***** Data extracts *****

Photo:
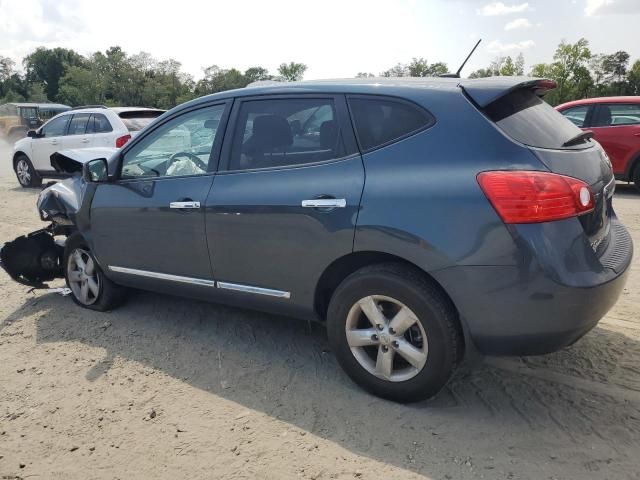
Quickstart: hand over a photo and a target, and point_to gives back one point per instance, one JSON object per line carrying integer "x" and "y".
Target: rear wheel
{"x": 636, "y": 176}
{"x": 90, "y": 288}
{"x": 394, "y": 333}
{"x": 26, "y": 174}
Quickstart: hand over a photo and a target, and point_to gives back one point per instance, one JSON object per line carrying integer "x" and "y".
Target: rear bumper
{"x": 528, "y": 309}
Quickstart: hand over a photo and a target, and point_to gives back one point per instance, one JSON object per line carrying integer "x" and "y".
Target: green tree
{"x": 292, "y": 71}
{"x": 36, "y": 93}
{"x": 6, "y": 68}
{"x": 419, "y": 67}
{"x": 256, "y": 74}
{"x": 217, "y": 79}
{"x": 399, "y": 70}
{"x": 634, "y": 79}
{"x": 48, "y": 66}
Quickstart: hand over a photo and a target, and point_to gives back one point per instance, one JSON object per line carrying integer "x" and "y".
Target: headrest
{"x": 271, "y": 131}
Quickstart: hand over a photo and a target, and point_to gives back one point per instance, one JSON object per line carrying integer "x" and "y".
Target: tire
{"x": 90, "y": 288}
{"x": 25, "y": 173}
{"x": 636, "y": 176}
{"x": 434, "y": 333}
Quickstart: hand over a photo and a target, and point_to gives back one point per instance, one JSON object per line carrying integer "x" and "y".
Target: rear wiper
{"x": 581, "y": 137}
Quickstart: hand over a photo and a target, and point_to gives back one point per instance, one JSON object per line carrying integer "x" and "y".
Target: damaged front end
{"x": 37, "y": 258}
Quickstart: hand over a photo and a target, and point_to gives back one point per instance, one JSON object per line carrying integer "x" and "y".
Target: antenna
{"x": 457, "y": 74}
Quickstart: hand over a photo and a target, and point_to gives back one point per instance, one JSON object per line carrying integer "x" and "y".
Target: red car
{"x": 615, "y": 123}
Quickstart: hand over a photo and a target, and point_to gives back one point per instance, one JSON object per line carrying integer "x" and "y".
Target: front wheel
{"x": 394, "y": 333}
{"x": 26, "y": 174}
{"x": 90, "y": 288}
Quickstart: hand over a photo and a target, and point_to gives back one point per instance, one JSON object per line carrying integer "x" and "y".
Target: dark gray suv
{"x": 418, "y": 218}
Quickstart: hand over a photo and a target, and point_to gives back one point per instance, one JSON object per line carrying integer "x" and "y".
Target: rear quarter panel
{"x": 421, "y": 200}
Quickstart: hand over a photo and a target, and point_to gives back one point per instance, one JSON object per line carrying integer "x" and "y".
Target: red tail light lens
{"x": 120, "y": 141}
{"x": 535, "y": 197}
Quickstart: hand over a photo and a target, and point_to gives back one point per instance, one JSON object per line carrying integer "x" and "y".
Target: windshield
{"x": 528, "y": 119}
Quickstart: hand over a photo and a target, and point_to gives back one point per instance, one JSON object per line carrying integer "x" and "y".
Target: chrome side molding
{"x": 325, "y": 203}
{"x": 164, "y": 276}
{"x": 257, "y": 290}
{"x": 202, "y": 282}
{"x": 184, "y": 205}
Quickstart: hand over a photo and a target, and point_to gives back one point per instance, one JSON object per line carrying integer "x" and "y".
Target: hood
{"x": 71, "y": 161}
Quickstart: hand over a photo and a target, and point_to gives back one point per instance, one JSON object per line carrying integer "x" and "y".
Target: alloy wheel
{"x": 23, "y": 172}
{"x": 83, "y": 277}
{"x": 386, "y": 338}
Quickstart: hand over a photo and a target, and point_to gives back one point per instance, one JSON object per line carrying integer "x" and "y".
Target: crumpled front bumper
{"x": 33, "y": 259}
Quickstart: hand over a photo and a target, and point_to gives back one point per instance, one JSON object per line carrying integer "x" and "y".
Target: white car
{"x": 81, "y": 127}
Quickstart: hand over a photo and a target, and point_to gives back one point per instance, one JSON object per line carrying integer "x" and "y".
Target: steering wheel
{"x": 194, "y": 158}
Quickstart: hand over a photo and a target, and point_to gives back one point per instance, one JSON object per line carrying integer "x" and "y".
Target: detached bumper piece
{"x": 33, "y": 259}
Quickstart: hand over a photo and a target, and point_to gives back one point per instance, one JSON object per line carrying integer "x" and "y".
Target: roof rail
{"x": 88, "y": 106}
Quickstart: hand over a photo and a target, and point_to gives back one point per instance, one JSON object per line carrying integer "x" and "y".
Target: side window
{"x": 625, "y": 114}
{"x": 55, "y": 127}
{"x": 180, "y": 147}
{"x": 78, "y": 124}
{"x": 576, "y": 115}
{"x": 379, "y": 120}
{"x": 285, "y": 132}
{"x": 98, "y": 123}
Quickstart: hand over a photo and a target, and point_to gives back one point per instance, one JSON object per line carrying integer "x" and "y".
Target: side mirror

*****

▶ **Task description**: Please output every line of the listing as it stands, and omit its images.

▶ **Task output**:
Photo:
Quickstart: hand over a photo and a target, and point_to gives back one point per instance, one JSON object per line carrying integer "x" and "y".
Target: rear wheel
{"x": 636, "y": 176}
{"x": 90, "y": 288}
{"x": 394, "y": 333}
{"x": 26, "y": 174}
Quickstart: hand over a photo and a target, and point_to gives back one point per instance, one JSON object per line carrying integer "x" and "y".
Target: rear bumper
{"x": 528, "y": 309}
Quickstart: hand over a photo and a target, and point_to gives back one point per instance, one JSON object per line carrying integer "x" and "y".
Target: green tree
{"x": 292, "y": 71}
{"x": 36, "y": 93}
{"x": 6, "y": 68}
{"x": 419, "y": 67}
{"x": 256, "y": 74}
{"x": 217, "y": 79}
{"x": 399, "y": 70}
{"x": 634, "y": 79}
{"x": 48, "y": 66}
Quickstart: hand over a photo and a target, and point_to gives back one point per instance, one JSON object per line carrying integer "x" and "y".
Target: headrest
{"x": 271, "y": 131}
Quickstart: hand over a photo and a target, and point_to gives back one point per instance, one JSON object per line carrying integer "x" and "y".
Target: tire
{"x": 90, "y": 288}
{"x": 25, "y": 173}
{"x": 636, "y": 176}
{"x": 434, "y": 333}
Quickstart: hand over a photo and a target, and point_to gives back one point per instance, one JSON object per line carrying integer "x" and "y".
Target: rear wiper
{"x": 581, "y": 137}
Quickstart: hand over a photo and a target, and point_to gives back one point per instance, one JSON object per line carrying integer "x" and "y".
Target: damaged front end
{"x": 37, "y": 258}
Quickstart: hand over a photo and a target, and point_to gives back one point per instance, one JSON object per line carrying integer "x" and "y".
Target: antenna
{"x": 457, "y": 74}
Quickstart: hand over a photo and a target, and point_to gives back one point per instance, one JSON object per line carrying integer "x" and "y".
Target: red car
{"x": 615, "y": 123}
Quickstart: hand over a photo and a target, and point_to gives back one point per instance, one JSON object per line carrying integer "x" and "y".
Target: front wheel
{"x": 394, "y": 333}
{"x": 26, "y": 174}
{"x": 90, "y": 288}
Quickstart: hand over a photo and a target, and point_to gives back one point per instance, one JSON object per line carrying integer "x" and "y".
Target: dark gray suv
{"x": 418, "y": 218}
Quickstart: hand over a photo and a target, and point_to gives back one point per instance, one JSON object per line carrying integer "x" and "y".
Target: rear quarter panel
{"x": 421, "y": 200}
Quickstart: hand over a photo and a target, and point_to gives back one point per instance, one JSON object per line carrying integer "x" and "y".
Target: red tail light lens
{"x": 120, "y": 141}
{"x": 535, "y": 197}
Quickstart: hand over a photo and a target, and point_to gives back one point per instance, one JSON object per line carrying integer "x" and "y".
Target: windshield
{"x": 528, "y": 119}
Quickstart: hand over a photo and a target, and point_to gives back one point per instance, one JSON object per line carrying integer "x" and "y".
Target: chrome side molding
{"x": 325, "y": 203}
{"x": 164, "y": 276}
{"x": 257, "y": 290}
{"x": 202, "y": 282}
{"x": 184, "y": 205}
Quickstart: hand over a photo and a target, and point_to gives back one point per instance, one JSON object per line carrying integer "x" and "y".
Target: hood
{"x": 71, "y": 161}
Quickstart: hand over a photo and a target, and point_to gives back one point per instance, one JSON object per line carrying integer "x" and "y".
Target: alloy wheel
{"x": 23, "y": 172}
{"x": 83, "y": 277}
{"x": 386, "y": 338}
Quickstart: hand over a photo and a target, and point_to gives back one point per instance, one JSON object per line carrying integer "x" and "y".
Target: crumpled front bumper
{"x": 33, "y": 259}
Quickstart: hand over a photo and a target, and point_to gives back one point per instance, one JSON object per line carrying integer "x" and "y".
Target: white car
{"x": 81, "y": 127}
Quickstart: hand over a photo and a target, and point_to gives back one point per instance, one JSON object per line carrying integer "x" and "y".
Target: steering wheel
{"x": 194, "y": 158}
Quickstart: hand over a photo and a target, and point_to gives back one point per instance, one JSON object per line carrying integer "x" and "y".
Target: detached bumper piece
{"x": 33, "y": 259}
Quickstart: hand over a photo and a target, and point_to gives back one point per instance, one JSON object per line carrying integer "x" and "y".
Target: roof rail
{"x": 88, "y": 106}
Quickstart: hand over a photo and a target, and point_to gives back one point per instance, one JSON object per line carrying integer "x" and "y".
Target: side window
{"x": 625, "y": 114}
{"x": 55, "y": 127}
{"x": 180, "y": 147}
{"x": 78, "y": 124}
{"x": 576, "y": 115}
{"x": 379, "y": 120}
{"x": 285, "y": 132}
{"x": 98, "y": 123}
Quickstart: hand over a photo and a target, and point_to gives back one point per instance, one JSON object per line carrying integer "x" and "y".
Target: side mirror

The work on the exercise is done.